* [What to do]: What lines of the data include the string "water"? Copy them all.
== Segment start ==
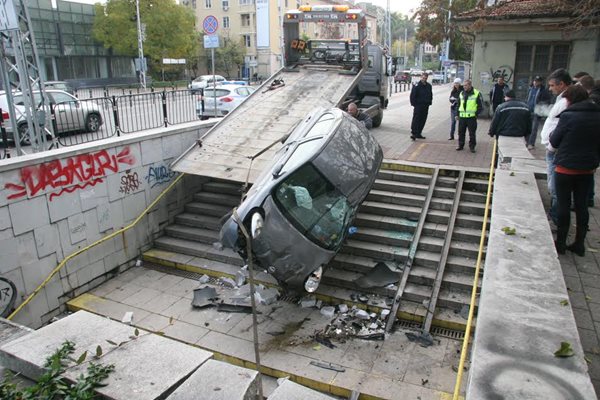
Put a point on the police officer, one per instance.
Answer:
(470, 105)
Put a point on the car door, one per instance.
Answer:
(68, 112)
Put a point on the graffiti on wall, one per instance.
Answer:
(159, 175)
(504, 71)
(68, 175)
(130, 182)
(8, 295)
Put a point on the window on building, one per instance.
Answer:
(245, 19)
(536, 59)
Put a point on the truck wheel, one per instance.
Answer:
(377, 119)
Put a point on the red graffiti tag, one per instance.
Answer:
(71, 174)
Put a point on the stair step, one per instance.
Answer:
(201, 235)
(214, 210)
(234, 189)
(218, 198)
(197, 249)
(199, 221)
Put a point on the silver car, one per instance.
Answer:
(299, 210)
(71, 114)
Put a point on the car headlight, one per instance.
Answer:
(256, 225)
(313, 280)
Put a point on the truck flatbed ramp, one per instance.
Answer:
(267, 115)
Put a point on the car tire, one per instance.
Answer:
(24, 135)
(93, 122)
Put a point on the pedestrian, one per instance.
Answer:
(359, 115)
(577, 143)
(558, 82)
(498, 92)
(456, 89)
(421, 97)
(469, 107)
(512, 118)
(537, 96)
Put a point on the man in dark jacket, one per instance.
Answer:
(498, 92)
(536, 96)
(512, 118)
(421, 97)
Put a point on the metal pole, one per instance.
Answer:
(212, 56)
(142, 64)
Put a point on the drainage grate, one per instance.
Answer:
(437, 331)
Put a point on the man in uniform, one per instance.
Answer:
(469, 107)
(421, 97)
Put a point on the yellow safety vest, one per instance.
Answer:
(471, 110)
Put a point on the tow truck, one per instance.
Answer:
(316, 73)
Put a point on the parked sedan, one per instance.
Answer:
(70, 113)
(226, 98)
(300, 209)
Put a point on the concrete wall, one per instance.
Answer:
(57, 202)
(496, 46)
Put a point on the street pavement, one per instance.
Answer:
(582, 274)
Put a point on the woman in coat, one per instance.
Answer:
(577, 139)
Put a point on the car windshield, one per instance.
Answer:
(314, 206)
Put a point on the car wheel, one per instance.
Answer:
(24, 135)
(378, 118)
(93, 122)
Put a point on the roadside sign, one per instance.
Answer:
(211, 41)
(210, 25)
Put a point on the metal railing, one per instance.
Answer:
(103, 117)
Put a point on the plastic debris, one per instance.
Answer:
(127, 318)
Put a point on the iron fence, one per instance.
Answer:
(98, 118)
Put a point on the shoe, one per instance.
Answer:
(560, 248)
(577, 248)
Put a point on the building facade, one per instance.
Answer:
(520, 39)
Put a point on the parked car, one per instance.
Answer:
(71, 114)
(226, 97)
(300, 208)
(204, 81)
(402, 77)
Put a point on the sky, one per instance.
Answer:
(402, 6)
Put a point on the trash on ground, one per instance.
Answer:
(330, 366)
(204, 297)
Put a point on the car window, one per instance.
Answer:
(322, 127)
(314, 206)
(61, 97)
(216, 92)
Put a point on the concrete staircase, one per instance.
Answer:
(386, 223)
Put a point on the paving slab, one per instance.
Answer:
(289, 390)
(140, 362)
(216, 380)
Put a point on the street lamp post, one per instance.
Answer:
(141, 63)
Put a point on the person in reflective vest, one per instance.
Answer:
(470, 105)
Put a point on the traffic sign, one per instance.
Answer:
(210, 25)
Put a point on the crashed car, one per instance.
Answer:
(300, 209)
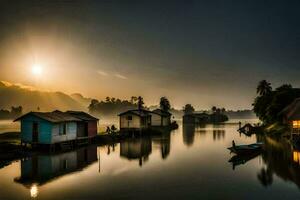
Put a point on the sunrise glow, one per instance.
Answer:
(37, 69)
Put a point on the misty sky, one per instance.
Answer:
(200, 52)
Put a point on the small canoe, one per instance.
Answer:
(240, 159)
(246, 149)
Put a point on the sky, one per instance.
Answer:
(200, 52)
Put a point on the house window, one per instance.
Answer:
(129, 117)
(64, 164)
(296, 124)
(62, 128)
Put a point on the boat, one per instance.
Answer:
(241, 159)
(245, 149)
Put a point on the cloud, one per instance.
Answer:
(19, 85)
(102, 73)
(120, 76)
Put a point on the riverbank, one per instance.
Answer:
(11, 149)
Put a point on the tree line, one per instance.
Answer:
(270, 102)
(14, 112)
(113, 106)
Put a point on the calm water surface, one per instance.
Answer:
(188, 163)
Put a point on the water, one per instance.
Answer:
(188, 163)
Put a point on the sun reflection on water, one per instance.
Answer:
(34, 191)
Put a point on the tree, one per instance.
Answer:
(140, 103)
(214, 108)
(188, 109)
(93, 104)
(133, 100)
(223, 110)
(164, 104)
(263, 88)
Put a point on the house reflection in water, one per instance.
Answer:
(136, 149)
(164, 144)
(218, 134)
(140, 148)
(41, 169)
(282, 160)
(190, 130)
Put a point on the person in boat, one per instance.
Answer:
(108, 130)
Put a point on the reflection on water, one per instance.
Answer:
(217, 132)
(188, 163)
(140, 148)
(41, 169)
(34, 191)
(281, 160)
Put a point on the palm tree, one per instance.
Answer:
(140, 103)
(214, 109)
(188, 109)
(164, 104)
(263, 88)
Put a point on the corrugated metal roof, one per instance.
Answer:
(58, 116)
(292, 111)
(137, 112)
(161, 112)
(82, 115)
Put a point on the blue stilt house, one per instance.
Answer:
(46, 128)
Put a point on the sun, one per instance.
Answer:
(37, 69)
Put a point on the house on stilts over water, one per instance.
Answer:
(291, 116)
(50, 128)
(142, 120)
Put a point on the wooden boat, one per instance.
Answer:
(245, 149)
(241, 159)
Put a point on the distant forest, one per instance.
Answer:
(13, 113)
(112, 106)
(35, 100)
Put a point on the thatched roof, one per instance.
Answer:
(292, 111)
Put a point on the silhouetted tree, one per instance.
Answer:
(223, 110)
(134, 100)
(263, 88)
(188, 109)
(164, 104)
(140, 103)
(269, 104)
(214, 108)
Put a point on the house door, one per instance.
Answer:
(35, 132)
(86, 129)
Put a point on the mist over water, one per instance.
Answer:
== Segment end ==
* [Solution for this task]:
Put a point on the calm water surface, one per instance.
Put a point on the water, one per instance.
Put a point on the sun reflection on water, one per instance.
Put a point on the house reflection in water, one per instance.
Put a point on the reflection on water, one per instance.
Put a point on the house on stilts over water, one per instance.
Put a point on the mist over water, one per instance.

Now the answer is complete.